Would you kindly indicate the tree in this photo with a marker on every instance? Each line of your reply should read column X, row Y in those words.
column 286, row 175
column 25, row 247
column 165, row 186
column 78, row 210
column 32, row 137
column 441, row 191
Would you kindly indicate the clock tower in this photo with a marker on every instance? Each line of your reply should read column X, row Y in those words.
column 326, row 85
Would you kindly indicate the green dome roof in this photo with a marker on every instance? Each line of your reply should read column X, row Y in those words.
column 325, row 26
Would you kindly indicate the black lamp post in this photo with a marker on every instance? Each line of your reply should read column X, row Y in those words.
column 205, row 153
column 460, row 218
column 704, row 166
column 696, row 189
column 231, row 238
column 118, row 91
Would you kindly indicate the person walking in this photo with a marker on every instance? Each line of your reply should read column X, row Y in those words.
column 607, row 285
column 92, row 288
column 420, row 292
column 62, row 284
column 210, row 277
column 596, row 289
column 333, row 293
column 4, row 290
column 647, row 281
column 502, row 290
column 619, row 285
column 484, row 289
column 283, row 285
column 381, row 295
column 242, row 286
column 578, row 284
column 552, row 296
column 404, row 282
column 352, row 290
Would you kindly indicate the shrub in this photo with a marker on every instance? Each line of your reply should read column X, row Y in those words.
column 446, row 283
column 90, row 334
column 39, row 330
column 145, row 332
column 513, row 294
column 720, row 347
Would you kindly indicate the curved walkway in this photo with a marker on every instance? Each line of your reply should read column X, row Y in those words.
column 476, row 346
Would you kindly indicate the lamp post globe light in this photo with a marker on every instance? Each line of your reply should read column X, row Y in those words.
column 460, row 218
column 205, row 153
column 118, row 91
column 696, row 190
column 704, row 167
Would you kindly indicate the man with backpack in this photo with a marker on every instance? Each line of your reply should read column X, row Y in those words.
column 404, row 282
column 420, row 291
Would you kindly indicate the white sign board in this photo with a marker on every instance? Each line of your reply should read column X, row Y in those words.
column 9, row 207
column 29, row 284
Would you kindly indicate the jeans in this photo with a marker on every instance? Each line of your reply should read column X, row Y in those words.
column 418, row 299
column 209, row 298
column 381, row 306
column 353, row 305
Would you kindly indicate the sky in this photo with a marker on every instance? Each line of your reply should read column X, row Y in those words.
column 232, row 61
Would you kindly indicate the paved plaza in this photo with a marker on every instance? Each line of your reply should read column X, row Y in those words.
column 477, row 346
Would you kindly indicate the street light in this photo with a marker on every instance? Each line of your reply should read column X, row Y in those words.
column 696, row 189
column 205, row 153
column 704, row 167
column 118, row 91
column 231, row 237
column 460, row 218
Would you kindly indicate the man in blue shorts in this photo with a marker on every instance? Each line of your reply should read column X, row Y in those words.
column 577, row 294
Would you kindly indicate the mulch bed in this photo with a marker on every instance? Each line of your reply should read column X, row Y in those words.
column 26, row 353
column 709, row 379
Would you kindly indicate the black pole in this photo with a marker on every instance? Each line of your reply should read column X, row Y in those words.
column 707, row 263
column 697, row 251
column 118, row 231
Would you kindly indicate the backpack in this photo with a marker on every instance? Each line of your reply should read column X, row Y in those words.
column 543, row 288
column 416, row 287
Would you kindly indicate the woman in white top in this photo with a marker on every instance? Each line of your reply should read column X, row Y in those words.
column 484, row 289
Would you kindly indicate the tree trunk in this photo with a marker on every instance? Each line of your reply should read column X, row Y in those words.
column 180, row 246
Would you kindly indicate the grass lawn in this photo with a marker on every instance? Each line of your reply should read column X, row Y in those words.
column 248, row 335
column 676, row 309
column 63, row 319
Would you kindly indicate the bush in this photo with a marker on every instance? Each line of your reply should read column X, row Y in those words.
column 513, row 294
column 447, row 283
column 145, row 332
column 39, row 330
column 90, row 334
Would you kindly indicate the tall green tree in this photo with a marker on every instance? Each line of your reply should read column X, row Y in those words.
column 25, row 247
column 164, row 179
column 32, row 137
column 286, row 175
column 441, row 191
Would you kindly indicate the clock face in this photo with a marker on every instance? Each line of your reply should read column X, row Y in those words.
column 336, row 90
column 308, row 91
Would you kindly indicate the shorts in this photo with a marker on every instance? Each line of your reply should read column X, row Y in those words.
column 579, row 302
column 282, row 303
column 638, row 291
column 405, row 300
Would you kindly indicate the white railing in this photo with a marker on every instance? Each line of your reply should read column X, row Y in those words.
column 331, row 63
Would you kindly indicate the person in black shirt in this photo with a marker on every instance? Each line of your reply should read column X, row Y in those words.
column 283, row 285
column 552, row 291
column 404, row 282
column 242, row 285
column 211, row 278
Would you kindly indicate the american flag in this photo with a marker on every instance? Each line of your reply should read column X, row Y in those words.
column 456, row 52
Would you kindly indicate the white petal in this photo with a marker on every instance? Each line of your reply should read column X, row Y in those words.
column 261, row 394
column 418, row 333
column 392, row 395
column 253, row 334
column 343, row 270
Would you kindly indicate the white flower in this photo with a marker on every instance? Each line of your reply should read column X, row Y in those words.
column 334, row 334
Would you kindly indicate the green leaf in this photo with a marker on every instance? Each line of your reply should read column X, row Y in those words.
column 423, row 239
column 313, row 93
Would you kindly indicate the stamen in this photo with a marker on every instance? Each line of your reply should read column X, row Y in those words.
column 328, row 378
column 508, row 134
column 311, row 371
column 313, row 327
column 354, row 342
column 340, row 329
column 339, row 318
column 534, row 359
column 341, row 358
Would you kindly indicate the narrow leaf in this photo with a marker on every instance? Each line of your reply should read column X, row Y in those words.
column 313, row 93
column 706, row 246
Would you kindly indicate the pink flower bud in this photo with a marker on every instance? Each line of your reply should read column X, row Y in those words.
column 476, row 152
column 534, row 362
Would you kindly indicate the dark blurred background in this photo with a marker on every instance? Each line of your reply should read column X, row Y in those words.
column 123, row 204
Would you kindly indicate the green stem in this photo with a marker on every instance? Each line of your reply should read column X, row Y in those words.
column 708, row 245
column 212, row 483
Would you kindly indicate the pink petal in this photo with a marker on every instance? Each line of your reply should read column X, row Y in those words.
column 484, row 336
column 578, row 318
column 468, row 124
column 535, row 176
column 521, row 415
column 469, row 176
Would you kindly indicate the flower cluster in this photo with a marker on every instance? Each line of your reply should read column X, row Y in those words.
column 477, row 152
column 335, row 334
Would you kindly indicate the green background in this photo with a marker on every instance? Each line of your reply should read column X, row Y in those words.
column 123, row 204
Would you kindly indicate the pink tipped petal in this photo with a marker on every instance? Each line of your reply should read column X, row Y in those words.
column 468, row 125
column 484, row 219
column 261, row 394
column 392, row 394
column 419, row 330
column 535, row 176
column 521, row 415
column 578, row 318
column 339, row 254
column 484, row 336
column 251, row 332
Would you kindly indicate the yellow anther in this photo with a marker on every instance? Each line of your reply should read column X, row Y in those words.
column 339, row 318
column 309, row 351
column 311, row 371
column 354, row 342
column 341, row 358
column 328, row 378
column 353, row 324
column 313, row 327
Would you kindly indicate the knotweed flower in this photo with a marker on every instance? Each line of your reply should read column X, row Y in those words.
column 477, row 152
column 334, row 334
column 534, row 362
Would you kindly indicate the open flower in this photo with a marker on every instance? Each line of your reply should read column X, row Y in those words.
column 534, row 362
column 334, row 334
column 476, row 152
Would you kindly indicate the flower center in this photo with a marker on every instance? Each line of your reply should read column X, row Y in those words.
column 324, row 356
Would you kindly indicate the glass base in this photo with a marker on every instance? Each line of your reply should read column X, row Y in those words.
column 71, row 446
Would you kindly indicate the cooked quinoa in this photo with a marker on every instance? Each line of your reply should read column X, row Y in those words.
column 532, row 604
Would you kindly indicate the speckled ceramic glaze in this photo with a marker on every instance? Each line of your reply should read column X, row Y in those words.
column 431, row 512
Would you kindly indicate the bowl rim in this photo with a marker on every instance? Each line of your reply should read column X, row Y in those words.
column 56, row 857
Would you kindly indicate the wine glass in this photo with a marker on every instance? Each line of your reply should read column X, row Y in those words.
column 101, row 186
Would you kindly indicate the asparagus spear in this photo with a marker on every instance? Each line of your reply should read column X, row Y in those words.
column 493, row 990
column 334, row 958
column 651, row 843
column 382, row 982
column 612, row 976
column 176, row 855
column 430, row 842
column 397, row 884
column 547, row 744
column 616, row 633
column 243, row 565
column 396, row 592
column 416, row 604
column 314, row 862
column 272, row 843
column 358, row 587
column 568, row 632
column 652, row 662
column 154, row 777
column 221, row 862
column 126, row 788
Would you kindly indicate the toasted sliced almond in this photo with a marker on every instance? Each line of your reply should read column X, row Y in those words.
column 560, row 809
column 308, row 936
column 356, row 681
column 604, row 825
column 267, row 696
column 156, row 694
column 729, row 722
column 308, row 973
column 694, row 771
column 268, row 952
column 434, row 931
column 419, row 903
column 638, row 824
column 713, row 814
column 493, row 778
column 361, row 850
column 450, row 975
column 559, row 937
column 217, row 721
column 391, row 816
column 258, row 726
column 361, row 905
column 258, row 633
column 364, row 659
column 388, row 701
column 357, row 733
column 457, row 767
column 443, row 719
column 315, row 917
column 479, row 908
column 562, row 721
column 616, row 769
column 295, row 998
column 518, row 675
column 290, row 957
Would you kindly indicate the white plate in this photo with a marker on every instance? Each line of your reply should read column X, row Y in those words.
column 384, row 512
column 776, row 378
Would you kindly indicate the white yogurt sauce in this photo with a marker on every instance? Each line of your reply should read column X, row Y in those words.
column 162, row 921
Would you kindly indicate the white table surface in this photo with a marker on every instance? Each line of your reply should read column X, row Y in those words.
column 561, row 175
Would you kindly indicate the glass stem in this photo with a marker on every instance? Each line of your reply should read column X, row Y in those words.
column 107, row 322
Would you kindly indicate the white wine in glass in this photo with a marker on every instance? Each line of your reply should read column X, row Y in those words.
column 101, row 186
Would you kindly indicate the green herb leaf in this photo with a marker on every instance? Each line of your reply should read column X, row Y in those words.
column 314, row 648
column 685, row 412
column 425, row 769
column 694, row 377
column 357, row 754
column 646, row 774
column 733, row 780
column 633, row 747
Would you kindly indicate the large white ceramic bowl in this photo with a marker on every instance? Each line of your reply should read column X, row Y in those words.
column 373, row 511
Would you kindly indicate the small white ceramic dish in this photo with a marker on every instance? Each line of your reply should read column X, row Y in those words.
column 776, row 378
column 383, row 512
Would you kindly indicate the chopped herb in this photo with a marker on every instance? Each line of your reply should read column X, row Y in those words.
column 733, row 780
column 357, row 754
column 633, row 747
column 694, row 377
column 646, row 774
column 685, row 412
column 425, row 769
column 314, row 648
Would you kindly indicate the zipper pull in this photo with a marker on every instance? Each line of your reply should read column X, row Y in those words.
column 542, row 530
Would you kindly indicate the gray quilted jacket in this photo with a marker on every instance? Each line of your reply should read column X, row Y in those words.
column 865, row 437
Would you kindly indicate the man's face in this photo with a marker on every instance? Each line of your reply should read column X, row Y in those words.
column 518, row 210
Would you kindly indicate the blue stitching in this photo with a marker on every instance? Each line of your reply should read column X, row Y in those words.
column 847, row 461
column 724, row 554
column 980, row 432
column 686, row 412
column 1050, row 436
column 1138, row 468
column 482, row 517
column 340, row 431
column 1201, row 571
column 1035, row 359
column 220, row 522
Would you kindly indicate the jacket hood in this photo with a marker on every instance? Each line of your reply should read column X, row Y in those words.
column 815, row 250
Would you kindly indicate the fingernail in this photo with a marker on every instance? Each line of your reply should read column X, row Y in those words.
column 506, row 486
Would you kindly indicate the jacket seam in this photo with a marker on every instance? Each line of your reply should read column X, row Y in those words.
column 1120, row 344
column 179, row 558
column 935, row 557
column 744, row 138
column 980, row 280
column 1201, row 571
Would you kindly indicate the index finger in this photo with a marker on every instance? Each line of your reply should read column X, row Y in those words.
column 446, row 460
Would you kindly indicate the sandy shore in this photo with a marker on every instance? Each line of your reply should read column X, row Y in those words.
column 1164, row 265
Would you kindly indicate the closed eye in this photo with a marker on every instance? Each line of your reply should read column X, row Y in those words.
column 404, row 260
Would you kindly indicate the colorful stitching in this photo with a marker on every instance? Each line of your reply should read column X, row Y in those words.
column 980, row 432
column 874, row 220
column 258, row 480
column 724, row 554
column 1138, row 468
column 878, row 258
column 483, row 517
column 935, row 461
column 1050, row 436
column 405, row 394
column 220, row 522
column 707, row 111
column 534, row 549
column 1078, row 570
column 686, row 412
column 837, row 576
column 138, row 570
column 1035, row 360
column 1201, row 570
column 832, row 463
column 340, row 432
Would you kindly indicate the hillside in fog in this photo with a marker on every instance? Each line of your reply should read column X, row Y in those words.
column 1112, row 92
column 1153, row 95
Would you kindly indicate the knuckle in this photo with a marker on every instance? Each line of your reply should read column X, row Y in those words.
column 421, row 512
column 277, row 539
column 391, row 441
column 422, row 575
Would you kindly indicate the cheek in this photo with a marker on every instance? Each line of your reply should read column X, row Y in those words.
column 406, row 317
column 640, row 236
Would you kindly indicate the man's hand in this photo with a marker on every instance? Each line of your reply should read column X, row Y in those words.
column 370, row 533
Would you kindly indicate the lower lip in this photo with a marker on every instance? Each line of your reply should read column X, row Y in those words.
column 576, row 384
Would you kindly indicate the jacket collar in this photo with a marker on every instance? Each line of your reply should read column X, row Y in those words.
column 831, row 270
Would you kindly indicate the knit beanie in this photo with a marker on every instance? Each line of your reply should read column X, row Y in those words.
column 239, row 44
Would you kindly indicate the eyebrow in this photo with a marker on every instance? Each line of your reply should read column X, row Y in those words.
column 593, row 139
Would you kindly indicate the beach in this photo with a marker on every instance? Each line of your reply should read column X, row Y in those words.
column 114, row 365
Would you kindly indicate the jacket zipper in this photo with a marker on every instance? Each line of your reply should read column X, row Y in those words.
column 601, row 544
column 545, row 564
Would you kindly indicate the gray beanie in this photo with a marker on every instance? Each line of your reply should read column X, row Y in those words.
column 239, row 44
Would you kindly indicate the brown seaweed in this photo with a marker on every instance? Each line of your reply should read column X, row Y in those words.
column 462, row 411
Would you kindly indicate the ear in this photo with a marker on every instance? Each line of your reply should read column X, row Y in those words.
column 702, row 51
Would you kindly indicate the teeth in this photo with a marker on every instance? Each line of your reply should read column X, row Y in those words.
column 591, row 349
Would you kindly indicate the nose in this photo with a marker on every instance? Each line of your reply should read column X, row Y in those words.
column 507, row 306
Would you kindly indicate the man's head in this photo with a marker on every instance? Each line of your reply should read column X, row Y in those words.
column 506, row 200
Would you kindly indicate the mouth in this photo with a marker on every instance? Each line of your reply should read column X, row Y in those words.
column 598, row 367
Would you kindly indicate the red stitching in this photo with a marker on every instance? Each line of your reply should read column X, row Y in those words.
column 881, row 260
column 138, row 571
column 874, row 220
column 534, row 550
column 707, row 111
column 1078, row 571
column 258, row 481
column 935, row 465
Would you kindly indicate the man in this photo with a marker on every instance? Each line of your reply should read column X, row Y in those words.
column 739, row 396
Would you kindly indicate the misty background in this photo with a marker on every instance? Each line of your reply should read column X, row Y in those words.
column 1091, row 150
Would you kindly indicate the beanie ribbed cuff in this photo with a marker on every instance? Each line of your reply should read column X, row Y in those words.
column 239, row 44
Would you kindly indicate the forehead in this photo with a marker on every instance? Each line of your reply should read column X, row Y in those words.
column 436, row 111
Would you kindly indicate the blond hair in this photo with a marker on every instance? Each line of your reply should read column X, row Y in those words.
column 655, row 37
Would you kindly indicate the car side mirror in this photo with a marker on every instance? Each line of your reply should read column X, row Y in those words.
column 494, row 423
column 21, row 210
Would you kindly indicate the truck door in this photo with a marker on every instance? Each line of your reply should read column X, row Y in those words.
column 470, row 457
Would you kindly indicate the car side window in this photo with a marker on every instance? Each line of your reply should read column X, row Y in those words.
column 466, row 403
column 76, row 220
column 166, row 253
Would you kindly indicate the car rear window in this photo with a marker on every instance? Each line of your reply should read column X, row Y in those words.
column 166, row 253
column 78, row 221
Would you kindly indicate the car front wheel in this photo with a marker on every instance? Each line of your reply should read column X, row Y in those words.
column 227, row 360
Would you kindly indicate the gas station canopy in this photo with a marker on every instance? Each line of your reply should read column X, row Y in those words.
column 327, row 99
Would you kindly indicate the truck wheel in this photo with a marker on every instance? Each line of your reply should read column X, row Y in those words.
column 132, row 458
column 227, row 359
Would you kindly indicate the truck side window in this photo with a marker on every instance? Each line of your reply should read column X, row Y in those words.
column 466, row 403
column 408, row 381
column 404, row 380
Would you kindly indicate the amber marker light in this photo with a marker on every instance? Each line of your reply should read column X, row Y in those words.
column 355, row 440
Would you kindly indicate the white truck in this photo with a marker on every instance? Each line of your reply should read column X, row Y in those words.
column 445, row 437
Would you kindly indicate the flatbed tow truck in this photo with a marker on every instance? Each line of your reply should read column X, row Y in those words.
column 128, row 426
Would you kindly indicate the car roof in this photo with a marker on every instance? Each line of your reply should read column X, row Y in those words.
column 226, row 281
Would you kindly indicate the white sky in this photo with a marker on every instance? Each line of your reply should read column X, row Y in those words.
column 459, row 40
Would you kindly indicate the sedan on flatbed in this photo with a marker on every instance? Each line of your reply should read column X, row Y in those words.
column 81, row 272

§ **What the exercise asks**
Render the entries from the line containing "Would you kindly indicate the cheek" through the line containing "column 370, row 533" as a numbered list, omitting any blank lines.

§ **Exercise result**
1. Would you kindly indicate the cheek in this photo with a marker on every instance? Each line of your reply should read column X, row Y in those words.
2. column 406, row 317
3. column 640, row 236
4. Would you kindly indicate the man's hand in this photo with a marker on every instance? Each line of your reply should read column X, row Y in those words.
5. column 370, row 533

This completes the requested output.